*TEXT TO READ*
##########

Priority date: 2004-12-14
Filing date: 2004-12-14
Publication date: 2006-06-15

Abstract

Devices and methods to automatically exchange information over the internet between a communication terminal and an online database to provide information backup for the communication terminal, to provide information updates to the database, or to copy information in the database to the communication terminal, by automatically exchanging information between an online database and a communication terminal.

Description

FIELD OF THE INVENTION

The present invention relates to communications terminals such as cell phones and to personal information electronic databases, and particularly to terminals that automatically backup and download contact information to and from, respectively, an electronic database.

BACKGROUND OF THE INVENTION

Living in a fast paced world, the need for information, especially contact information, is valuable to busy people. Many of these people rely on their cell phone contact database to store and retrieve this valuable information. Most people, however, do not back up their contact information to a safe medium. So, losing a cell phone or forgetting it at home can be detrimental to an individual subscriber, a small business, or any person or entity who desires to communicate.
Furthermore, when a customer buys a home phone, cell phone, computer, or contact software, often the biggest customer frustration is manually entering their contact phone numbers and other information into the device's memory or a database.
Devices for storing telephone numbers and names associated therewith, according to an alphabetic hierarchy of the names, are disclosed in Hagelberger et al U.S. Pat. No. 3,242,470. Similarly, Fujimura U.S. Pat. No. 4,104,717 provides a telephone information retrieval system in which each entry includes name, address and other information, while Roberts U.S. Pat. No. 4,118,788 discloses associated retrieval data, such as a telephone directory listing of numbers, along with names, addresses and the like.
Likewise, a number of commercially available contact information storage and retrieval computer software and devices are well known to those skilled in the art and to the general public. Such contact information management software and devices, however, fail to provide the functionality of automatic backup to a secure online database medium, nor do they provide the ability to download information from an online database to a communication terminal such as a cell phone. The present invention addresses these and other short-comings of the state of the art.

BRIEF DESCRIPTION OF THE DRAWING

The present invention is further described in the detailed description that follows, by reference to the noted drawing, by way of non-limiting examples of embodiments of the present invention, in which reference numerals represent similar features throughout the view of the drawing, and in which:
FIG. 1 is a schematic flow chart logic diagram of a specific embodiment of the present invention.

DETAILED DESCRIPTION

In view of the foregoing, the present invention, through one or more of its various aspects, embodiments and/or specific features or sub-components, is thus intended to bring out one or more of the advantages that will be evident from the description. The present invention is described with frequent reference to cell phones and databases. It is understood that a cell phone or electronic database is merely an example of a specific embodiment of the present invention, which is directed broadly to communication terminals and databases, together with attendant networks, systems and methods within the scope of the invention. The terminology, therefore, is not intended to limit the scope of the invention.

##########

*DATASET*
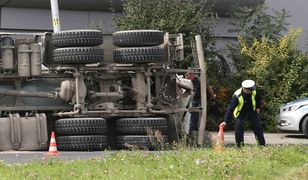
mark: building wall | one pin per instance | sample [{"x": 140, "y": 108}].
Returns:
[
  {"x": 297, "y": 9},
  {"x": 13, "y": 19}
]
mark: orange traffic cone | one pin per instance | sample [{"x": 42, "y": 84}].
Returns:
[
  {"x": 53, "y": 146},
  {"x": 220, "y": 139}
]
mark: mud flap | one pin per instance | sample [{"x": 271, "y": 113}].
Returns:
[
  {"x": 172, "y": 129},
  {"x": 33, "y": 131},
  {"x": 23, "y": 133}
]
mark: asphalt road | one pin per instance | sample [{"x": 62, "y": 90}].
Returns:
[
  {"x": 9, "y": 157},
  {"x": 270, "y": 138}
]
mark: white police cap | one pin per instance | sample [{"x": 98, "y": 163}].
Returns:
[{"x": 248, "y": 84}]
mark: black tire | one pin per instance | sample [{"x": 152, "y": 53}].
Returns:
[
  {"x": 140, "y": 126},
  {"x": 80, "y": 126},
  {"x": 78, "y": 55},
  {"x": 74, "y": 38},
  {"x": 305, "y": 126},
  {"x": 138, "y": 55},
  {"x": 138, "y": 38},
  {"x": 82, "y": 143},
  {"x": 141, "y": 142}
]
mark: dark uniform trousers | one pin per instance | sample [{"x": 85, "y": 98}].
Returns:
[{"x": 256, "y": 125}]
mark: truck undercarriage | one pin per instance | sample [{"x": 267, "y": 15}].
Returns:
[{"x": 95, "y": 91}]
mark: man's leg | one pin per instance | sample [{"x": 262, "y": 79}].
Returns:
[
  {"x": 257, "y": 127},
  {"x": 239, "y": 132},
  {"x": 193, "y": 124},
  {"x": 194, "y": 118}
]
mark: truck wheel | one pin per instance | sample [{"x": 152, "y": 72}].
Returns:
[
  {"x": 73, "y": 38},
  {"x": 141, "y": 125},
  {"x": 141, "y": 142},
  {"x": 78, "y": 55},
  {"x": 138, "y": 55},
  {"x": 137, "y": 38},
  {"x": 82, "y": 143},
  {"x": 80, "y": 126},
  {"x": 305, "y": 126}
]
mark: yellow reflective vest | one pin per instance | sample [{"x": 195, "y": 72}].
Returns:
[{"x": 238, "y": 94}]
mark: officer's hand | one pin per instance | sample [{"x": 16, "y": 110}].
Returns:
[{"x": 223, "y": 124}]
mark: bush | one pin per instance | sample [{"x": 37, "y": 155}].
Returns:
[{"x": 280, "y": 71}]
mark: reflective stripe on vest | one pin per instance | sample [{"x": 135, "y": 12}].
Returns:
[{"x": 238, "y": 94}]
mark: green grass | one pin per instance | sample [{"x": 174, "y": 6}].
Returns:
[{"x": 275, "y": 162}]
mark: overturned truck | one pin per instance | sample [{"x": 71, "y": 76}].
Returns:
[{"x": 95, "y": 91}]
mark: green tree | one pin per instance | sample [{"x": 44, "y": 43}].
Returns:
[
  {"x": 279, "y": 69},
  {"x": 254, "y": 23},
  {"x": 189, "y": 17}
]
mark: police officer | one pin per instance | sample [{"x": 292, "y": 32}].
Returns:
[{"x": 245, "y": 102}]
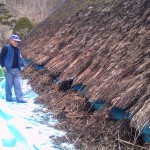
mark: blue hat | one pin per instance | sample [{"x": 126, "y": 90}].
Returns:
[{"x": 15, "y": 37}]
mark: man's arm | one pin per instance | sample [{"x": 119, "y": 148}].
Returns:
[{"x": 2, "y": 55}]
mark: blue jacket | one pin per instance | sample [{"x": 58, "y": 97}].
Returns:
[{"x": 8, "y": 60}]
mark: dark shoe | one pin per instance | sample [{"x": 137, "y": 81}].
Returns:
[
  {"x": 10, "y": 100},
  {"x": 21, "y": 101}
]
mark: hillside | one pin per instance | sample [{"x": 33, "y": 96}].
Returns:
[{"x": 104, "y": 46}]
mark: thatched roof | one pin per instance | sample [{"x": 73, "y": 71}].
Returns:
[{"x": 104, "y": 46}]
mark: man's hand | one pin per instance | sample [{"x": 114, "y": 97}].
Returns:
[{"x": 5, "y": 70}]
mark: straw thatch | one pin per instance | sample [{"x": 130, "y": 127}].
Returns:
[{"x": 105, "y": 46}]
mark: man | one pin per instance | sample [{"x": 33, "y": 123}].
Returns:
[{"x": 10, "y": 60}]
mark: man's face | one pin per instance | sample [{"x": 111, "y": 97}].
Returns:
[{"x": 14, "y": 43}]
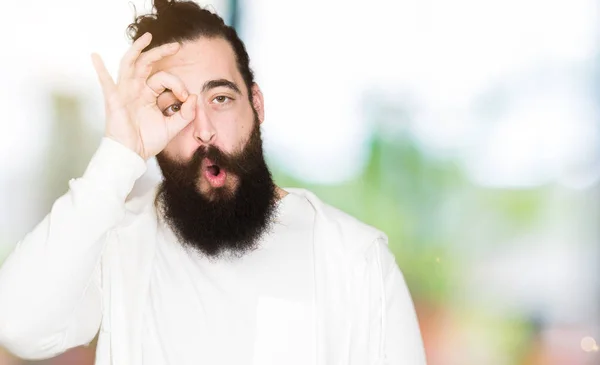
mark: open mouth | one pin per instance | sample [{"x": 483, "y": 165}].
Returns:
[{"x": 214, "y": 173}]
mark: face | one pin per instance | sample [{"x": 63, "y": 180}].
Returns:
[
  {"x": 224, "y": 116},
  {"x": 217, "y": 193}
]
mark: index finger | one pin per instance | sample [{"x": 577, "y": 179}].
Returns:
[{"x": 128, "y": 61}]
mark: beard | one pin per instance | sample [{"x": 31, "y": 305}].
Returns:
[{"x": 221, "y": 219}]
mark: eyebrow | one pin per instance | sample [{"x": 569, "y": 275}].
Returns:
[{"x": 211, "y": 84}]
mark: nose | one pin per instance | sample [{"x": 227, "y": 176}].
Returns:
[{"x": 204, "y": 130}]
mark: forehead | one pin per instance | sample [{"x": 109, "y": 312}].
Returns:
[{"x": 201, "y": 60}]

##########

*THE TASKS*
[1] According to the text about backing up phone contacts, what does Fujimura U.S. Pat. No. 4,104,717 provide?
[2] Pick up the patent text about backing up phone contacts after its final sentence and keep writing.

*TASK ANSWERS*
[1] A telephone information retrieval system in which each entry includes name, address and other information.

[2]
Instead of storing phone book and contact information only on a SIM (Smart) card or in a cell phone memory, where if lost or forgotten it is inaccessible, a backup of contact information is automatically uploaded to a secure database having the customer's phone number as the primary security key. If the phone is lost, stolen or forgotten, the contact information can be securely accessed online with a user name and password, providing valuable information in a time of need. When a new phone of the present invention is purchased by a customer or subscriber the contact information in the database is automatically populated in the new cell phone memory.
Turning now to FIG. 1, FIG. 1 is a schematic flow chart logic diagram of a specific embodiment of the present invention. A user's cell phone contains contact information, such as received telephone numbers and dialed telephone numbers, the names of people who called or who were called, and possibly additional contact information. This information is retained, at least temporarily, in the memory of the cell phone.
The information is automatically transmitted to an online database 100 and entered into the user's database using the cell phone's phone number as the primary key to access the user's database. In the embodiment of FIG. 1, for example, the data is transmitted automatically in text message form. The invention contemplates a variety of transmission modes, however, including email and Internet Protocol communication. Furthermore, the invention supports POTS telephones, VoIP terminals, wireless and wireline terminals, and so forth.
The transmitted data automatically populates the database and is saved to a secure website 200. The user may access the data from the secure website using a password or any of a variety of secure access measures known in the art. The user's database is accessible via phone, computer, and internet devices such a BlackBerry™ or PDA or internet-enabled television.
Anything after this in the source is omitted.